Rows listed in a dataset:
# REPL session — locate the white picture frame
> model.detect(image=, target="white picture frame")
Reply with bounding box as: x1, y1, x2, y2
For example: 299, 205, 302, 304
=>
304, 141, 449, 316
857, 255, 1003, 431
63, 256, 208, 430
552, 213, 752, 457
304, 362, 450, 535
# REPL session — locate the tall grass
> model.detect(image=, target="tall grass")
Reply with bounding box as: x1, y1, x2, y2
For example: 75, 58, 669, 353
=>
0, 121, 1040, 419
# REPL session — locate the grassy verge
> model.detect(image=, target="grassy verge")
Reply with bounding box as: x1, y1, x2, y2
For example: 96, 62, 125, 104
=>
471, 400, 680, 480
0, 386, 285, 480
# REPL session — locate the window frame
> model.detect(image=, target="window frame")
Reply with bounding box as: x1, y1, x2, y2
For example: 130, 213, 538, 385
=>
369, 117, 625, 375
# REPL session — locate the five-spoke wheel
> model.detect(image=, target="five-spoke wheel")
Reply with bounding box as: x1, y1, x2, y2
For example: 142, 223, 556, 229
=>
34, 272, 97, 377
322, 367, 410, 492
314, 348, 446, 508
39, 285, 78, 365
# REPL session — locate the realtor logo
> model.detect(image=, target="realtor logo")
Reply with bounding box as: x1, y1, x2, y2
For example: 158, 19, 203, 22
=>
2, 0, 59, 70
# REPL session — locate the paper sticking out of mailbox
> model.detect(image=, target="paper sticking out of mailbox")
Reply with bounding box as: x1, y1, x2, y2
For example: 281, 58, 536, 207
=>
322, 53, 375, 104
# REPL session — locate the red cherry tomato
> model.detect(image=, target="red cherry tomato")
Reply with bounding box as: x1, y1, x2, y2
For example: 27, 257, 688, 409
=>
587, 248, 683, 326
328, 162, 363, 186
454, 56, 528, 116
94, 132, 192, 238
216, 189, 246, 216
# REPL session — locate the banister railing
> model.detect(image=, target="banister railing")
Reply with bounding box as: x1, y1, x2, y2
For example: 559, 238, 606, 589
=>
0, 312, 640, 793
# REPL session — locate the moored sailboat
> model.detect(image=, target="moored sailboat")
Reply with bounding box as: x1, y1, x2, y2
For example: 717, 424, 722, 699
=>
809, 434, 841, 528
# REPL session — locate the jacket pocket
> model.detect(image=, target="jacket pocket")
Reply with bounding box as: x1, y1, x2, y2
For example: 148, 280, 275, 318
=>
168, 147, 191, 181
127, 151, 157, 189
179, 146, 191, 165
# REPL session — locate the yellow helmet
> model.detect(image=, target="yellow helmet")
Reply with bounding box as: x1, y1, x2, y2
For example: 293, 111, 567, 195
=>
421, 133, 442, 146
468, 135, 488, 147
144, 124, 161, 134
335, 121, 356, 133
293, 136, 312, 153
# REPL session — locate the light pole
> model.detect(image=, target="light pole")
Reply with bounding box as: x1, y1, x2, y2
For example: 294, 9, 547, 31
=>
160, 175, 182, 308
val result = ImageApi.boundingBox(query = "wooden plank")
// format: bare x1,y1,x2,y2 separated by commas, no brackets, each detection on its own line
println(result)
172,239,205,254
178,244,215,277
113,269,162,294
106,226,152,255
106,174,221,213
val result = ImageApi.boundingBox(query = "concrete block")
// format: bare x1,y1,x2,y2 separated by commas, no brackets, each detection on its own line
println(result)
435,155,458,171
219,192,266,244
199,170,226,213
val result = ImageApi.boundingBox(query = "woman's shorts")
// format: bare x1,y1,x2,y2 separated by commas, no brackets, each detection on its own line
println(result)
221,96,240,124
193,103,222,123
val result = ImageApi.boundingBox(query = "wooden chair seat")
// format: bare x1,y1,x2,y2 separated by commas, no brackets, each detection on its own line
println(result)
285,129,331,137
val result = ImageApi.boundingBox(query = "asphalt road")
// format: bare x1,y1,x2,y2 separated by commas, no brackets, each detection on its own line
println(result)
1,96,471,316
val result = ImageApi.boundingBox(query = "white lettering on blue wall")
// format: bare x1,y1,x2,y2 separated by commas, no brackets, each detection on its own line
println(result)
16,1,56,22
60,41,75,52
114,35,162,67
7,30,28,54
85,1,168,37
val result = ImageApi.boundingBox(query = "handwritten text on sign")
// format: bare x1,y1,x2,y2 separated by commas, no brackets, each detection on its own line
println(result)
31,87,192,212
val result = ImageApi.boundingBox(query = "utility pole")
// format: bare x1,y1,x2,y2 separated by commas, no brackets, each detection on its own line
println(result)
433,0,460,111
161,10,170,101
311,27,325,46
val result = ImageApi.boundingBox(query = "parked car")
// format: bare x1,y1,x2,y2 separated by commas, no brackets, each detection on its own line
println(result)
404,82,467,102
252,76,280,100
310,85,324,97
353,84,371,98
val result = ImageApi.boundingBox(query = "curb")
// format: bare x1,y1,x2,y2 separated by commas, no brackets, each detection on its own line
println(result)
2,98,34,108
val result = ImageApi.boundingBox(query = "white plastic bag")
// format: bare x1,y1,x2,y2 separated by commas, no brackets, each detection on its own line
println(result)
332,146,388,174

▶ [What the exercise asks]:
Copy out the rows above, starting with the line containing "# REPL session — locate the jacket pocket" and ending with the line containing "179, 146, 191, 165", requests included. Scale every bounding-box coordinate in the answers by 1.9 and round to whole numbers, halves up, leaving the requests and their sample numbers unchanged.

▶ [Output]:
# REPL session — locate the jacket pocket
> model.detect(image=, target="jacket pocket")
Reply with bounding box as: x1, y1, x2, y2
For example: 148, 280, 275, 318
=>
319, 279, 363, 344
241, 287, 298, 359
340, 277, 363, 314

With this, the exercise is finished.